*** Opening Available data ***
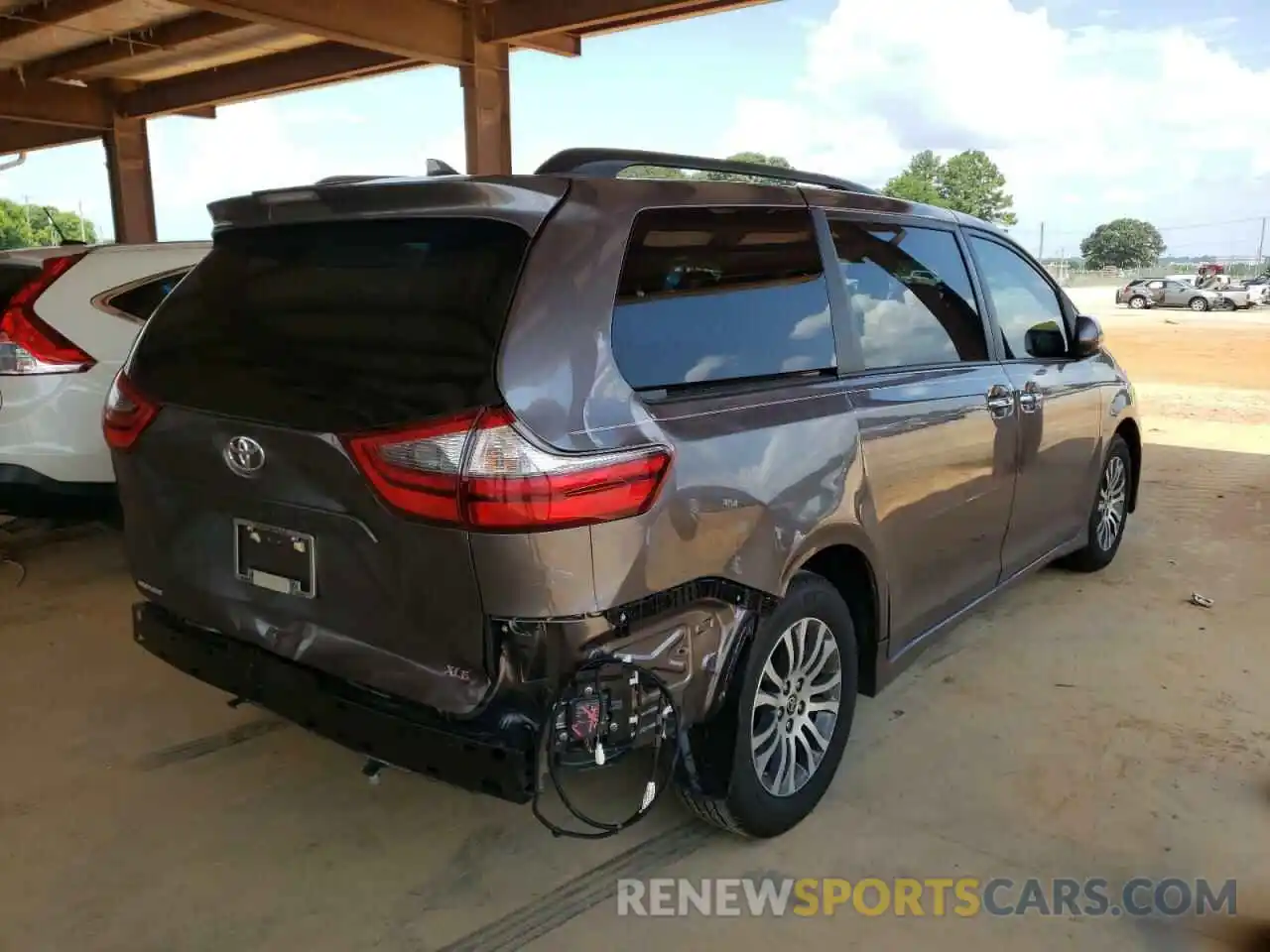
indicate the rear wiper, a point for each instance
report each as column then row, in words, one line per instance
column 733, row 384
*** Closing Available data ***
*** Opening Available data ***
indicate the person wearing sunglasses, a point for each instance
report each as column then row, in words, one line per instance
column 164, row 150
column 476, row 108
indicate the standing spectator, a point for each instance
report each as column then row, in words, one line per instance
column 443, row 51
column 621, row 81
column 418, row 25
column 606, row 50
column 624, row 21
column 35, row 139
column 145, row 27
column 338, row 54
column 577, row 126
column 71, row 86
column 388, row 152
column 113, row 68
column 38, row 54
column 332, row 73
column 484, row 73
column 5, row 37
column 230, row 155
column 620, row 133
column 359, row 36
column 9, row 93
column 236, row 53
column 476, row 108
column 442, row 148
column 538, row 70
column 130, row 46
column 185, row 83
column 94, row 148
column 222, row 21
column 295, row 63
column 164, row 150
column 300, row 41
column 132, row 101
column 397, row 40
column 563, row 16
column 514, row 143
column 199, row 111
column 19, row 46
*** Closing Available data ***
> **Work task**:
Only the lines above starting at the one containing "indicate the person" and ending at the one containing "indicate the standing", both included, are to be returned, exactly as they read.

> **Solution to this problem**:
indicate the person wearing sunglasses, a point for each instance
report each as column then row, in words, one line per instance
column 164, row 150
column 476, row 108
indicate the standing spectator, a point for each instance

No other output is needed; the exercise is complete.